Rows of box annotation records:
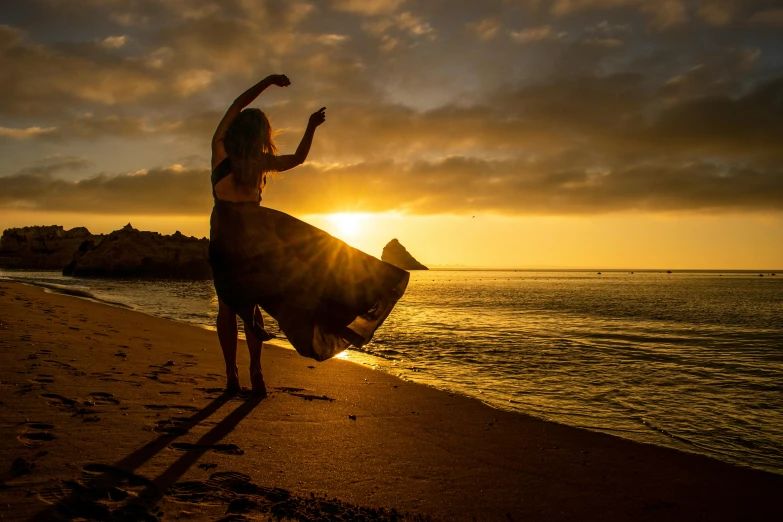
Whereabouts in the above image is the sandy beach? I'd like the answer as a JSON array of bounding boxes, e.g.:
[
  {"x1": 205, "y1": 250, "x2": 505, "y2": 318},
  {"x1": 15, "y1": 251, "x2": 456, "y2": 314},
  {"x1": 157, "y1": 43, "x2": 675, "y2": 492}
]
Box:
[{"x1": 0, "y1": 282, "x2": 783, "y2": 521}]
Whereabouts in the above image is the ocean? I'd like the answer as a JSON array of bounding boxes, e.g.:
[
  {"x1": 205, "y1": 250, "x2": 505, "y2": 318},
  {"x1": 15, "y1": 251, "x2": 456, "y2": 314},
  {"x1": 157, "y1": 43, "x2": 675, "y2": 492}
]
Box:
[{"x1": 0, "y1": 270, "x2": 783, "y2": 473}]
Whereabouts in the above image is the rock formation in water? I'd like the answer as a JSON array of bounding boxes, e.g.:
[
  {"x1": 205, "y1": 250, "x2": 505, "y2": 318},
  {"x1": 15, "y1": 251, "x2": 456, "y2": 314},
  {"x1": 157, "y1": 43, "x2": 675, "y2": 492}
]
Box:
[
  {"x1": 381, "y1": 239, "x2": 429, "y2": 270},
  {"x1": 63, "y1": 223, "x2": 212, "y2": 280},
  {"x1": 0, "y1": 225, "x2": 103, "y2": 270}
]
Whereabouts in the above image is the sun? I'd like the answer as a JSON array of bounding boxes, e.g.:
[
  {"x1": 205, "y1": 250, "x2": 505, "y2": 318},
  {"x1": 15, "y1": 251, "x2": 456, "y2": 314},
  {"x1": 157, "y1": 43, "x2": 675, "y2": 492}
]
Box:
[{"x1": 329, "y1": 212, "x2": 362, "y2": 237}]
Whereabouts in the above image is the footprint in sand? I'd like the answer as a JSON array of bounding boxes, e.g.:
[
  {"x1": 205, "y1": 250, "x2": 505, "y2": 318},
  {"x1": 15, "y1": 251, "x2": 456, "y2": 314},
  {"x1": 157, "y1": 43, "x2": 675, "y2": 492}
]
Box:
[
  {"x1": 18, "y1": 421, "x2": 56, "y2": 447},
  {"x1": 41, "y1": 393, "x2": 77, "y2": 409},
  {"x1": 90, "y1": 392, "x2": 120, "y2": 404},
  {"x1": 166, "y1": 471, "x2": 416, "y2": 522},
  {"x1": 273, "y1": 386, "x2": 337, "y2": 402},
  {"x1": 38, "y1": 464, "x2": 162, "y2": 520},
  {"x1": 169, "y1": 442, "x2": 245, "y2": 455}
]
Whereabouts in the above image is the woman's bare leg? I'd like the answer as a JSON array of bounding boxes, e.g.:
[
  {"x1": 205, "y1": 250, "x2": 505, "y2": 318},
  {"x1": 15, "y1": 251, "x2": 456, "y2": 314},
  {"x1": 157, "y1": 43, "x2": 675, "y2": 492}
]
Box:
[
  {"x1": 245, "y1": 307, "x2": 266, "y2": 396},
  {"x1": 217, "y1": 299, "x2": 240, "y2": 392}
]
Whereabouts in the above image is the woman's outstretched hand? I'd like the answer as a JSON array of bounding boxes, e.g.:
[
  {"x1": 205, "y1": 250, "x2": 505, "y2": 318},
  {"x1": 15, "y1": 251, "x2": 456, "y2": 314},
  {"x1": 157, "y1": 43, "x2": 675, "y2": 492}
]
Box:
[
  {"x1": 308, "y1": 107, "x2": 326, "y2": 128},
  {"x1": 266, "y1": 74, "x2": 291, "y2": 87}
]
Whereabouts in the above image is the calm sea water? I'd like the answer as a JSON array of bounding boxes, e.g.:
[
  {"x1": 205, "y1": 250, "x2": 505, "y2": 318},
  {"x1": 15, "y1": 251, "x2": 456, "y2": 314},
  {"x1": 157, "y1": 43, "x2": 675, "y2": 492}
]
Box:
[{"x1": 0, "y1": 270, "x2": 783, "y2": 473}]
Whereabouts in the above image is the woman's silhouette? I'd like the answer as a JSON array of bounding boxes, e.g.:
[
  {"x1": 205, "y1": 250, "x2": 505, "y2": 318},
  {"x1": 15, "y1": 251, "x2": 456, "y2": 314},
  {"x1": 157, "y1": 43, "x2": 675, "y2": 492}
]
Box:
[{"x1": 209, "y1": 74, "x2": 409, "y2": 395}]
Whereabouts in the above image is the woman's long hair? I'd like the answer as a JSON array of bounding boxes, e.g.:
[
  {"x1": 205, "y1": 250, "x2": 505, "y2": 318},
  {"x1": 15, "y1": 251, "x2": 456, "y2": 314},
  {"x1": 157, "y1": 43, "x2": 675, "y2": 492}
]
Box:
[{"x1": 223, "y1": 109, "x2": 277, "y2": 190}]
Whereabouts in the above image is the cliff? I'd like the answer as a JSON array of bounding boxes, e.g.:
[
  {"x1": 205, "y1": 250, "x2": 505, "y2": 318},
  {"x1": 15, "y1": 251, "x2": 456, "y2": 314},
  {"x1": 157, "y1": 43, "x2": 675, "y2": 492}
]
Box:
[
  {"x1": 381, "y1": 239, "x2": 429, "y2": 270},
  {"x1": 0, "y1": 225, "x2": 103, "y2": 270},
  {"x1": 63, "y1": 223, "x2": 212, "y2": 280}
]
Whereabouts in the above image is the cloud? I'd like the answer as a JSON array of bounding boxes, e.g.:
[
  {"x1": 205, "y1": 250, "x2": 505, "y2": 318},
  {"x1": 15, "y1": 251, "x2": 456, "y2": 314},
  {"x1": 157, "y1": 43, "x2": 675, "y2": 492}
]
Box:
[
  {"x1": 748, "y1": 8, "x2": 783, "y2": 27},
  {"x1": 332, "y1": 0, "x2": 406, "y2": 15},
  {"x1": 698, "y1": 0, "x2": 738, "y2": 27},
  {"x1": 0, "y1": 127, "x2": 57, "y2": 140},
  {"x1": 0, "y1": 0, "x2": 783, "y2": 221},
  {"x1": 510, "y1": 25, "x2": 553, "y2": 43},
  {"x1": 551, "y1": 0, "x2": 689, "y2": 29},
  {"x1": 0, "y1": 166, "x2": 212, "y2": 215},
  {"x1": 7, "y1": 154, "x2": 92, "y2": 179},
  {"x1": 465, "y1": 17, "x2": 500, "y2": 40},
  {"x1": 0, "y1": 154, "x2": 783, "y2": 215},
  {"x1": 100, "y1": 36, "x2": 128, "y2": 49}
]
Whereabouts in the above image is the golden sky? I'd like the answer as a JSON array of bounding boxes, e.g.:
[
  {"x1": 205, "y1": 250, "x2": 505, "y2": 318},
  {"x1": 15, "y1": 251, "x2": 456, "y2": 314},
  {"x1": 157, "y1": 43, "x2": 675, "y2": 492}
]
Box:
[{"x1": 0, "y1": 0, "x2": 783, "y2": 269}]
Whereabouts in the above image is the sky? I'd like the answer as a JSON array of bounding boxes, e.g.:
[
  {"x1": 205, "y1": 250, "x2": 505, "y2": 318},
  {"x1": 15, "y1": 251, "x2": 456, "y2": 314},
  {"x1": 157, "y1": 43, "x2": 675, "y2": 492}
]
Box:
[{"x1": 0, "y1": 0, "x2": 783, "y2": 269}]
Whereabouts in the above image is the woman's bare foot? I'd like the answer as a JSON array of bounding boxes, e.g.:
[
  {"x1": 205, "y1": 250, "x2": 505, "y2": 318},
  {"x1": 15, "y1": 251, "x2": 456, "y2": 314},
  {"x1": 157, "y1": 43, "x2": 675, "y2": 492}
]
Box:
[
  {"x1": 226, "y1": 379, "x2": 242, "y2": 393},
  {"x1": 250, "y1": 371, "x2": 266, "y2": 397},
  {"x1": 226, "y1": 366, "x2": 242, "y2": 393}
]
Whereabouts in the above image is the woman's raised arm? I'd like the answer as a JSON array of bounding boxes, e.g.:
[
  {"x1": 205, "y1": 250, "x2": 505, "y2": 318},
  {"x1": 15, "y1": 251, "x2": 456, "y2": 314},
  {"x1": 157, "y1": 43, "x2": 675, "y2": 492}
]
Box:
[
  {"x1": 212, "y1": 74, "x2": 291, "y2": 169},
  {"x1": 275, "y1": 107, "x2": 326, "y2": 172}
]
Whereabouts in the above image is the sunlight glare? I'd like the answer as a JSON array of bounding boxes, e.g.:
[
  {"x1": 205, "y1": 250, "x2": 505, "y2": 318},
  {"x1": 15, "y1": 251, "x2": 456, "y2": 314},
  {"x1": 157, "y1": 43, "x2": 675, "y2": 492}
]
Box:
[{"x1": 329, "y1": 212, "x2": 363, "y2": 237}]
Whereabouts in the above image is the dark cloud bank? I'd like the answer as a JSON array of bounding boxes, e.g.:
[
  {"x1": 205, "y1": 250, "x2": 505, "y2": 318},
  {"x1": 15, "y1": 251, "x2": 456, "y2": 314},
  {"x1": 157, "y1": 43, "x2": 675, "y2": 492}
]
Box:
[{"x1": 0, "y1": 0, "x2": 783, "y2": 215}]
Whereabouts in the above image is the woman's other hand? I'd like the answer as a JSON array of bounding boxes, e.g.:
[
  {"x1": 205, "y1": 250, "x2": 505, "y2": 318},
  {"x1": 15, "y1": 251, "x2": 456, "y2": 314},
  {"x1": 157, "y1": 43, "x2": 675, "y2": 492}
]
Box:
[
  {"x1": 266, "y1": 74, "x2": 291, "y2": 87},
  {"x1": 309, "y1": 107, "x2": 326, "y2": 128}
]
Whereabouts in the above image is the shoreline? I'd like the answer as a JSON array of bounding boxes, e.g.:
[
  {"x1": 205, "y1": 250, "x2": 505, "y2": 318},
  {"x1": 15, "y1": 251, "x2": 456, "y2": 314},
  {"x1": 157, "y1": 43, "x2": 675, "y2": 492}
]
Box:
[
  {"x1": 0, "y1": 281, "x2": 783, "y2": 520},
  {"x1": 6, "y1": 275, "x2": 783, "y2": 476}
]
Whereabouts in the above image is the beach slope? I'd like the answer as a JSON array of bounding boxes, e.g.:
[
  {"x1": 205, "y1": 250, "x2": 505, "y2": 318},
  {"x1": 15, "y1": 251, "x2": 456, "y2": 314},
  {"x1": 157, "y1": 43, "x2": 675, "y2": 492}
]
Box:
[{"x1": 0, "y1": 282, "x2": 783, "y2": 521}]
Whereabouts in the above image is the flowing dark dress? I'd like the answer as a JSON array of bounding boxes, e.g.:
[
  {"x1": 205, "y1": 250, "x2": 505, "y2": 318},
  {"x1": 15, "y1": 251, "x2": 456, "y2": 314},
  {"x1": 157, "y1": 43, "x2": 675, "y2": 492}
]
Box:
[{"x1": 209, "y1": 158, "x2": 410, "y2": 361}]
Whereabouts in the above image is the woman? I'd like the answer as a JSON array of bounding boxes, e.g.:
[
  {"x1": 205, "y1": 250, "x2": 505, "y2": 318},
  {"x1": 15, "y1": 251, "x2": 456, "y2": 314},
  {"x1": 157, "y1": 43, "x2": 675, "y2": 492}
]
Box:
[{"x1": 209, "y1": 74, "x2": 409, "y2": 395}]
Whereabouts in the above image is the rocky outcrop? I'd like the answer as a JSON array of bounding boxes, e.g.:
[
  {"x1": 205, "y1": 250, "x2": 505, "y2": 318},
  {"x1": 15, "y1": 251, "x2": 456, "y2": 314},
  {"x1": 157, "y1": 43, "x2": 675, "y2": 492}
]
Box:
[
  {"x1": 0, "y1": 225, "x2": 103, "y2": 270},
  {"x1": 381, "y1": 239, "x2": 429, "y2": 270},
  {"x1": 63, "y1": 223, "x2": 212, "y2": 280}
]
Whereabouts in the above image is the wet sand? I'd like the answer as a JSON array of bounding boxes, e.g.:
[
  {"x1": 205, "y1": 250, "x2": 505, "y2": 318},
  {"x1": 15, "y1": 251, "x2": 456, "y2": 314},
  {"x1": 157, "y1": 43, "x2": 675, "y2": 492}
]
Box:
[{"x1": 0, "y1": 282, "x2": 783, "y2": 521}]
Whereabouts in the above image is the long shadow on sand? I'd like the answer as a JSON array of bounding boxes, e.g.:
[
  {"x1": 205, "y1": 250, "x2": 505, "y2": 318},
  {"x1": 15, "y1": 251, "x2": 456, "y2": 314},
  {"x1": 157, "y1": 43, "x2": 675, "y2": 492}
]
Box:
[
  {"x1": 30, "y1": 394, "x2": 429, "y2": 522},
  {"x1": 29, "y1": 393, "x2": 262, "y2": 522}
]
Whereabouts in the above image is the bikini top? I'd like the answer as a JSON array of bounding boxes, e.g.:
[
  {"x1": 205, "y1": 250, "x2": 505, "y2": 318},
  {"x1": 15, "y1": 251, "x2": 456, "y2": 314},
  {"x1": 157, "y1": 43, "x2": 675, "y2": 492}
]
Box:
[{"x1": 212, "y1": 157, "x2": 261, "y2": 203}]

-- Task description --
Rewrite the records from the line that contains "Whereabouts in the above image is the bikini" through the end of the records, replacing "bikini top" with "swimsuit top" and leaving everything else unchanged.

-- The completed task --
Whereabouts in the above image is the swimsuit top? I'd like the answer as a JSON array of bounding boxes, e.g.:
[
  {"x1": 205, "y1": 250, "x2": 505, "y2": 318},
  {"x1": 15, "y1": 251, "x2": 456, "y2": 314},
  {"x1": 157, "y1": 43, "x2": 675, "y2": 492}
]
Box:
[{"x1": 212, "y1": 157, "x2": 261, "y2": 203}]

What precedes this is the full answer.